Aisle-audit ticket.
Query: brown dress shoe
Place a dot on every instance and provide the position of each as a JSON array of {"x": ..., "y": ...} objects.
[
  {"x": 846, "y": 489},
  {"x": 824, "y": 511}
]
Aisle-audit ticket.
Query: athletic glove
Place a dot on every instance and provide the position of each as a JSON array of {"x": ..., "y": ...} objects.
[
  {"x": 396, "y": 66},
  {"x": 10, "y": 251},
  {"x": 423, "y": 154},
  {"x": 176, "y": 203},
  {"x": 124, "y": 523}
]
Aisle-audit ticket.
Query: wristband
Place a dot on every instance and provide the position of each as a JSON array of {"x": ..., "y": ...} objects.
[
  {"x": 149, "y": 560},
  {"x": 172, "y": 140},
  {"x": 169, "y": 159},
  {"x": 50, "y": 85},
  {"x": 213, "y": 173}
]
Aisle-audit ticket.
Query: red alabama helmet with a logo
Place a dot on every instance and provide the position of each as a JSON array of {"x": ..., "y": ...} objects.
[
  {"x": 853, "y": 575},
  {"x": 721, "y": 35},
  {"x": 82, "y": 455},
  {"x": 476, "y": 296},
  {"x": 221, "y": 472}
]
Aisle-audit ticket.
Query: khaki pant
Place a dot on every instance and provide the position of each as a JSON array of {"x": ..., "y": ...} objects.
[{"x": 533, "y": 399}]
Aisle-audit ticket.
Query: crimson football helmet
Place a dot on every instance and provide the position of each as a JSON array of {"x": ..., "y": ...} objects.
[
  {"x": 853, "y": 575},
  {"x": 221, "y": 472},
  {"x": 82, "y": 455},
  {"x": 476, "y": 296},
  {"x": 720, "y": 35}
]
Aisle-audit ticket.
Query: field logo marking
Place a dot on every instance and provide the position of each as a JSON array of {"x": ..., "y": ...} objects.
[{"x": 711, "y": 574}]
+-------+
→ **The problem**
Proceeding from the line containing "Query: athletic glove" through the line containing "Query: red alabama helmet with a logo", transcribe the lines above exactly, both end lines included.

→ **Exercise output**
Query: athletic glove
Place a dot on every instance and provide the position of each as a JSON array of {"x": ..., "y": ...} objects.
[
  {"x": 396, "y": 66},
  {"x": 10, "y": 251},
  {"x": 423, "y": 154},
  {"x": 176, "y": 203},
  {"x": 124, "y": 523}
]
Aisle-audit ticket.
Query: wristband
Place a dot on every instance and provide the position of each as a JSON array of {"x": ..., "y": ...} objects.
[
  {"x": 149, "y": 560},
  {"x": 172, "y": 140},
  {"x": 169, "y": 159},
  {"x": 50, "y": 85},
  {"x": 213, "y": 173}
]
Aisle-audit ticket.
Query: red alabama helmet with a logo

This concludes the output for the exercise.